Start of MATERIAL FOR THIS EXERCISE
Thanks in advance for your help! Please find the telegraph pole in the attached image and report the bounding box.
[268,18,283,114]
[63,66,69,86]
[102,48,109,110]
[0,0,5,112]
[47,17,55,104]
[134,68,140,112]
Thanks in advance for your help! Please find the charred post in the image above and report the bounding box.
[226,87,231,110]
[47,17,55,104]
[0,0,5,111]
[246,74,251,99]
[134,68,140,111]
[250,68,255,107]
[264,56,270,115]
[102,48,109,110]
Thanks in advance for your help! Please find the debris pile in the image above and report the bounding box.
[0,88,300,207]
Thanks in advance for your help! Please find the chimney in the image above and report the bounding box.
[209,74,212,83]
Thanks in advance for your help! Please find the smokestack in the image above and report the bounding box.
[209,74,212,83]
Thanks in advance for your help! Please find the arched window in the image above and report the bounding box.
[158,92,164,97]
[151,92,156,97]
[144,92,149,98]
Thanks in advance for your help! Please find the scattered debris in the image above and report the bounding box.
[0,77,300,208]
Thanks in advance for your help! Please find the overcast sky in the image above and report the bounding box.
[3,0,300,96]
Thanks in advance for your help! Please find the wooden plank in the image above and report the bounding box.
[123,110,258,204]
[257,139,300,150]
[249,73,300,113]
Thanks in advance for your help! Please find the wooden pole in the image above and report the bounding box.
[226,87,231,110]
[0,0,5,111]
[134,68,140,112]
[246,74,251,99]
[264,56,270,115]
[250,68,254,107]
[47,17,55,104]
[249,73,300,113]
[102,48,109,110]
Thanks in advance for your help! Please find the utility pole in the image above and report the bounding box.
End of MATERIAL FOR THIS EXERCISE
• _AIM_
Gather every line in the records above that contains the word "Thanks".

• _ANSWER TO THIS PROBLEM_
Thanks in advance for your help! Please find the telegraph pole in the attached image and report the bounding box.
Thanks in advance for your help! Please find the charred post in the image above and report the bounding box.
Thanks in advance for your help! Please find the debris pile in the image above and report the bounding box.
Thanks in advance for your help! Please find the chimney in the image above and report the bounding box.
Thanks in advance for your help! Please find the smokestack in the image above and report the bounding box.
Thanks in advance for your help! Please find the arched window in the image above and report the bounding box.
Thanks in advance for your help! Please find the scattered debris in the image above and report the bounding box.
Thanks in advance for your help! Please find the overcast sky in the image above and report the bounding box.
Thanks in advance for your help! Please find the wooden plank in the image above and report the bounding box.
Thanks in advance for your help! Please find the wooden pole in the image above and report the bounding box.
Thanks in advance for your help! Please find the utility pole in the image above and report the bounding box.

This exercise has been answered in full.